Task prompt: Continue the announcement of the SIIA Innovation Incubator Award winners below, starting right after its final sentence.

Source extract:
SIIA Announces Innovation Incubator Award Winners

‘Most Innovative’ and ‘Most Likely to Succeed’ Innovations Recognized at Industry Event

Washington, D.C. (Nov. 28, 2012) – The Education Division of the Software & Information Industry Association (SIIA) showcased some of the leading growth companies in the education technology market and recognized the best among them as part of the Innovation Incubator program at the 12th annual Ed Tech Business Forum, held Nov. 26 and 27 at the McGraw Hill Conference Center in New York.

The award winners are:

  • Clever received top-votes as Most Innovative and Most Likely to Succeed
  • Mathalicious received first runner-up for Most Innovative and Most Likely to Succeed
  • Classroom, Inc. has the distinction of receiving the first-ever Educator’s Choice Award

“This year’s innovation incubator winners were incredibly creative and focused,” said Karen Billings, vice president for SIIA’s Education Division. “We are confident that all of the Innovation Incubator participants will make a positive, lasting impact on the ed tech industry.”

More than 75 applicants were assessed for the Innovation Incubator program on a broad range of criteria, including the education focus, end-user impact, market need for the innovation, representation of K-12/postsecondary market levels, and the level of originality and innovation. Twelve participants and one alternate were selected for the program, and six were elected as finalists in the program.

Data shown:
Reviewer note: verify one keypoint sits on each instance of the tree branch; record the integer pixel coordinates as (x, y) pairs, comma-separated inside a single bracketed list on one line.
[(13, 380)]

Exercise response:
Other finalists include:

  1. C8Kids
  2. iPrompts
  3. LearnSprout
  4. mSchool

SIIA’s Innovation Incubator program identifies and supports entrepreneurs in their development and distribution of innovative learning technologies. The program began in 2006 and has provided incubation for dozens of successful products and companies in their efforts to improve education through the use of software, digital content and related technologies.

The Ed Tech Business Forum is the industry conference for the K-12 and postsecondary education technology marketplace. For more information regarding the event, visit www.siia.net/etbf

About SIIA
The Software & Information Industry Association (SIIA) is the principal trade association for the software and digital content industry. SIIA provides global services in government relations, business development, corporate education and intellectual property protection to more than 500 leading software and information companies. The SIIA Education Division serves and represents more than 200 member companies that provide software, digital content and other technologies that address educational needs. The Division shapes and supports the industry by providing leadership, advocacy, business development opportunities and critical market information. For more information, visit www.siia.net/education.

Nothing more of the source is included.